### WHAT IS ASKED
Reproduce verbatim the lines of the items below, beginning with the line containing "Target: frosted plastic panel" and continuing through the line containing "(1081, 417)", including both of those lines.

### DATA EXCERPTS

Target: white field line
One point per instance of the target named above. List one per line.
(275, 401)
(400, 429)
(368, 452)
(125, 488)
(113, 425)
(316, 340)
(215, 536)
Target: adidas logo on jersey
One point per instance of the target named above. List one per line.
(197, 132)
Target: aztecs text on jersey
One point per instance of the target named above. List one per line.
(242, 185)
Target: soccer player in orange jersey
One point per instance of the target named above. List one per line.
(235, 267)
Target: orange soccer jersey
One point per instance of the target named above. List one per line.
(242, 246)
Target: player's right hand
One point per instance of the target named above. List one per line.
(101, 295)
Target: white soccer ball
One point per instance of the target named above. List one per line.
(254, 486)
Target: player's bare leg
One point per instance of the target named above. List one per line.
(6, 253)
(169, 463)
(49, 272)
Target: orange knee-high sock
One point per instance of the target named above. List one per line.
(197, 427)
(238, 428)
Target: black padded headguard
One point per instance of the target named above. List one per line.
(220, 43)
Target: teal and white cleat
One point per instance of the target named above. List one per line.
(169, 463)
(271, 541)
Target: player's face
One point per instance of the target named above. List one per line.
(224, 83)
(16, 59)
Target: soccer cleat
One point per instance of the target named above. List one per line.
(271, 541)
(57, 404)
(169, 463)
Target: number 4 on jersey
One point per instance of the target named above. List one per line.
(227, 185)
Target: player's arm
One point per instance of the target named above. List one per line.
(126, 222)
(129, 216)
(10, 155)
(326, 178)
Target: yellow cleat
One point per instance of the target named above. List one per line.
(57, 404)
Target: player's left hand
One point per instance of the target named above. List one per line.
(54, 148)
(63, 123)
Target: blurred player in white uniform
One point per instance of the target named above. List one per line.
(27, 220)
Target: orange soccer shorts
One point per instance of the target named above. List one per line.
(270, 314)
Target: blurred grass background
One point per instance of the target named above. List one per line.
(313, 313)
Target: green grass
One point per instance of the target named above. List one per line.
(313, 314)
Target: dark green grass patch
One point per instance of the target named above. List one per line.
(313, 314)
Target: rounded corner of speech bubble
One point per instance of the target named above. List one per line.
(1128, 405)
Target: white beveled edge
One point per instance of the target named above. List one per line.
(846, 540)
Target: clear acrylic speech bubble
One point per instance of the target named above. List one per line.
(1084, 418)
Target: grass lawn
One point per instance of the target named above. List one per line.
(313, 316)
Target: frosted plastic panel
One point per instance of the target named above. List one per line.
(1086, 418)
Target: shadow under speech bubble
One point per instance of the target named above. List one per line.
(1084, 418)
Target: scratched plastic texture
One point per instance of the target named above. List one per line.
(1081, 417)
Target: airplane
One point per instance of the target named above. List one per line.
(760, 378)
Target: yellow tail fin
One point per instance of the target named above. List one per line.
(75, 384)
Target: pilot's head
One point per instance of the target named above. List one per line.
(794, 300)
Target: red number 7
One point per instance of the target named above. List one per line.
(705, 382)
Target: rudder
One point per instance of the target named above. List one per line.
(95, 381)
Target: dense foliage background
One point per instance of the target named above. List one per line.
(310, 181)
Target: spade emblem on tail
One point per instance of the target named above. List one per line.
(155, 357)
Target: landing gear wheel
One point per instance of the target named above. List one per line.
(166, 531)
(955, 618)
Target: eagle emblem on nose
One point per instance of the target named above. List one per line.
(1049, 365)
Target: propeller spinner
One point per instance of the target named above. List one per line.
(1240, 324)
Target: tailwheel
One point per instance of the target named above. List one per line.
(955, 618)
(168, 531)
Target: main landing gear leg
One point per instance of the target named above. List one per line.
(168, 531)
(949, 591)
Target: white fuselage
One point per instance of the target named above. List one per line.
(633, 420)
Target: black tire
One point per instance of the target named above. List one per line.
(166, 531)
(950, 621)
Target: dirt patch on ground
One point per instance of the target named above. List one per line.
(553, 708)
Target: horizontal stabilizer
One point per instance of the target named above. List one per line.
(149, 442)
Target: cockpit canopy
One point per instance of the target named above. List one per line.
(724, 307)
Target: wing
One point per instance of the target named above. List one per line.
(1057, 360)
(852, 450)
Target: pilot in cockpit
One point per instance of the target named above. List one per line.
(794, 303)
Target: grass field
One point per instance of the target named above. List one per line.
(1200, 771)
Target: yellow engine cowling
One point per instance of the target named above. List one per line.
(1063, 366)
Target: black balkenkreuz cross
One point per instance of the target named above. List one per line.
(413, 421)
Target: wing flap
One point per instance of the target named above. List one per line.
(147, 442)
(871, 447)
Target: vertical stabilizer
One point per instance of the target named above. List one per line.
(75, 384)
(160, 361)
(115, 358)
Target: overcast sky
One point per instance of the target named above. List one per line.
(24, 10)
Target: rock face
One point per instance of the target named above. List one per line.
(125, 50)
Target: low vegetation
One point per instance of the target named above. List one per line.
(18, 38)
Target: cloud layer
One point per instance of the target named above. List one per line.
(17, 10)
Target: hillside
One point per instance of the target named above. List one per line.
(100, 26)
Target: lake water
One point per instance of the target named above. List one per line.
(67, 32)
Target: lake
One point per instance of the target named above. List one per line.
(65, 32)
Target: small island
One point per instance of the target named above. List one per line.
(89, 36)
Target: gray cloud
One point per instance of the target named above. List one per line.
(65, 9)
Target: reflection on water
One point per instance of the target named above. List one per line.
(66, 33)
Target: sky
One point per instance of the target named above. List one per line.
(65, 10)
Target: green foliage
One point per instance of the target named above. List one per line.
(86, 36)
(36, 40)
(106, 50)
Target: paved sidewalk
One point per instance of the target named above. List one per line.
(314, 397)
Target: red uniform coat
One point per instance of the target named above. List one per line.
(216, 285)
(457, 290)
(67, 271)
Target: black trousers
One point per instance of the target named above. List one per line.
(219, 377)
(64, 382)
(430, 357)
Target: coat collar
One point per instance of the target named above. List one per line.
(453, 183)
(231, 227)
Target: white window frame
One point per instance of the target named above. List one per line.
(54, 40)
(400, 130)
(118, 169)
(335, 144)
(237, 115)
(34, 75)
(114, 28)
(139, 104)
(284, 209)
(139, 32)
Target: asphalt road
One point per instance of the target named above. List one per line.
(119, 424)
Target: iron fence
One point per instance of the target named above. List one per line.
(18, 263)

### RESULT OF THE EXERCISE
Target: frosted plastic panel
One point per instance of the target named above. List one per line.
(1086, 418)
Target: shadow under speech bubble
One point per instance of the target named above. List one per line.
(1084, 418)
Target: scratched plastic texture
One point per instance of the target named above. List one per line.
(1081, 417)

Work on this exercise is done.